- _抜粋文_:

まず“言い訳”から。
この記事は本来、7月11日に朝日新聞の朝刊を読んで、すぐに書こうと思ったものです。ところが、他の記事やら、調べものやら、その他何やらで、大幅に遅れてしまった。
とくに、紙面を一度にスキャンできず、4分割して貼り合わせないと駄目だった点が難儀でした。ただ、やってみると意外に簡単にできました。
というわけで、本題。
2017年7月10日、一回目の閉会中審査が行われました。夕刊紙の時刻をとうに過ぎた夕方までやっていたので、新聞の本格報道は翌11日の朝刊になりました。
で、翌日の朝日新聞を開いて、「これはいくら朝日でもヒドい」と思った人も多かったのではないでしょうか。私もそうでした。
「この紙面はあまりに政治的すぎる」と思いました。いわば、加計学園問題ならぬ「加計学園報道問題」です。今回はそれを取り上げます。
朝日新聞はいかに加戸前愛媛県知事の発言をカットしたか
断っておくと、「朝日新聞は加戸守行氏の国会での証言を全く報じていない」などの誤った情報が一部で広まっているようですが、一応は載せている。

- _実施事項_:
(a) 抜粋文のうち、「で、翌日の朝日新聞を開いて、」から始まり「うですが、一応は載せている。」で終わる部分を一字一句変えずに出力してください。
(b) 抜粋文によると、一回目の閉会中審査が行われたのは何年何月何日ですか。
ここから続く項目は、抜粋文とは関係のない別個の資料です。

- _利用可能なデータ_:

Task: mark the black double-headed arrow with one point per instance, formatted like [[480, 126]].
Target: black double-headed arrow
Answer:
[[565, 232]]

* * *

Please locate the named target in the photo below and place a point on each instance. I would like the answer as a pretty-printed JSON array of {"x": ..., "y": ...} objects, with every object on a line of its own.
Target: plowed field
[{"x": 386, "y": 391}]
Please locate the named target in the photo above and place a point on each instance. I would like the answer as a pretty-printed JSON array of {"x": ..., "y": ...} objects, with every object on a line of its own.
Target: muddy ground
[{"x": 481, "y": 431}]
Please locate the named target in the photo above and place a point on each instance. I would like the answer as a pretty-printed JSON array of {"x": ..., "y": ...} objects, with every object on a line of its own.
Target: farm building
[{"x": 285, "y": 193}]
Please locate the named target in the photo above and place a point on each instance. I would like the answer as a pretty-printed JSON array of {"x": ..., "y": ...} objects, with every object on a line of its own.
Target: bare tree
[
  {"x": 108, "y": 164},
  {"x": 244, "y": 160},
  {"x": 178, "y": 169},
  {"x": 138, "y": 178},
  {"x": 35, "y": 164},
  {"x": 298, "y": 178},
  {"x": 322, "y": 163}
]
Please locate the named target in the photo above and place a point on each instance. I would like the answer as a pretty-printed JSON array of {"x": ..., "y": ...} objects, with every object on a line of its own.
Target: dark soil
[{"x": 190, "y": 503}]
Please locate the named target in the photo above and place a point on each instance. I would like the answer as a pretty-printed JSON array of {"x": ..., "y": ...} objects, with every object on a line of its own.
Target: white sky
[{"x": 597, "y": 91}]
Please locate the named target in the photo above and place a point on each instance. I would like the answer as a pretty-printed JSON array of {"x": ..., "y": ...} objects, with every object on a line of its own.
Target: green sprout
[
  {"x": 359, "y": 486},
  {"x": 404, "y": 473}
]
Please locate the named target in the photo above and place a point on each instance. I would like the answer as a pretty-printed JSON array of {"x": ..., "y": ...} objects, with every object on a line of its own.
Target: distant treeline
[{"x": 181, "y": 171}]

--

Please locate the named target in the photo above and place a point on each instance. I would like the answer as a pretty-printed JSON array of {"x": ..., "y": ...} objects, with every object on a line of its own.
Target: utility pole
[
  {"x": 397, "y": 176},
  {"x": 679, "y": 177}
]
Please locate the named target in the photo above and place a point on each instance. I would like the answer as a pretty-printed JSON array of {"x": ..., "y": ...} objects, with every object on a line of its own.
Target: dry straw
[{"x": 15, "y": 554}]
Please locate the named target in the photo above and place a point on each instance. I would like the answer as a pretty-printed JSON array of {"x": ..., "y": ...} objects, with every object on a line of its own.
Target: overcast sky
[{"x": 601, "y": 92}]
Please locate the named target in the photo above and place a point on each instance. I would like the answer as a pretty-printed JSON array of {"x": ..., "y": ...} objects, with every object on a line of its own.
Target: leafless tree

- _各作業の解答_:
(a)
で、翌日の朝日新聞を開いて、「これはいくら朝日でもヒドい」と思った人も多かったのではないでしょうか。私もそうでした。
「この紙面はあまりに政治的すぎる」と思いました。いわば、加計学園問題ならぬ「加計学園報道問題」です。今回はそれを取り上げます。
朝日新聞はいかに加戸前愛媛県知事の発言をカットしたか
断っておくと、「朝日新聞は加戸守行氏の国会での証言を全く報じていない」などの誤った情報が一部で広まっているようですが、一応は載せている。

(b) 2017年7月10日です。